→ **PASSAGE PROVIDED**:
.....

These are extreme makeover shows where we are afforded the luxury of eavesdropping on the mess of other people’s lives and can thus feel marginally better about ourselves.
What’s clear is that there’s a fine line between collecting and hoarding, between being thrifty and stockpiling useless junk. ‘You never know when it might come in useful’ is probably one thought that initiates the obsession. If you’re not careful this can become a slippery slope where you are reluctant to dispose of anything.
Alan, a hoarder from St Albans on the BBC programme, was reluctant to part with a collection of clothes hangers on the basis that he didn’t want to go out and buy wire if he needed it.
I once knew someone who never threw away old copies of Radio Times, a collection that took up a lot of space in his garage. I myself have a ‘collection’ of cassettes and video tapes I’ll probably never listen to or watch again.
Newspapers and magazines in general appear to be items people like to cling on to but my conscience is relatively clear on this score.
Jasmine Harman the likeable presenter of the BBC documentary says that hoarding is not recognised as a psychiatric disorder; a statement slightly undermined by her being able to call upon Dr Caroline Weiss (“a psychiatrist trained in treating hoarders”) and Dr Paul Salkovskis (“one of Britain’s few hoarding experts”).
More practical help came in the shape of Heather Matuozzo who is introduced as a “professional declutterer”.

.....

→ **EXERCISE INSTRUCTIONS**:
(A) Answer these about the piece on hoarding, one line each:
(i) What collection did Alan from St Albans refuse to part with?
(ii) Who presents the BBC documentary?
(iii) How is Heather Matuozzo introduced?
(B) Can you condense the paragraph of the piece on hoarding that begins "Jasmine Harman the likeable presenter" into a shorter version that keeps its main facts?

.....

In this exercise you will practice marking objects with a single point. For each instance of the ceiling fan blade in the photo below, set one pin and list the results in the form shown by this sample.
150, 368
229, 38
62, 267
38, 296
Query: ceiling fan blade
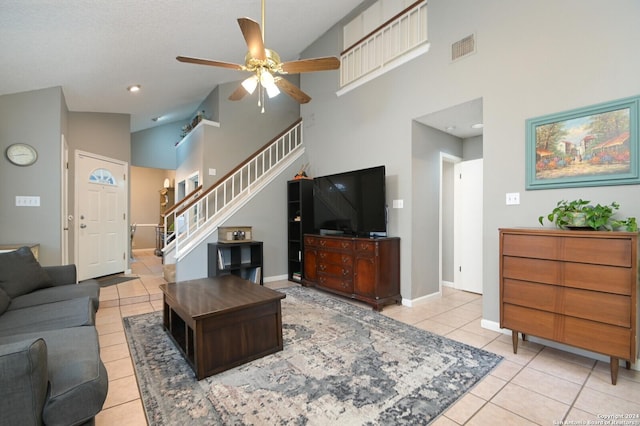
238, 94
210, 62
311, 65
292, 90
253, 36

.....

→ **PROBLEM SOLUTIONS**:
(A)
(i) A collection of clothes hangers.
(ii) Jasmine Harman.
(iii) As a "professional declutterer."

(B) Jasmine Harman, the BBC documentary's presenter, says hoarding isn't recognized as a psychiatric disorder. Her ability to call on Dr Caroline Weiss, a psychiatrist trained in treating hoarders, and Dr Paul Salkovskis, one of Britain's few hoarding experts, slightly undercuts that claim.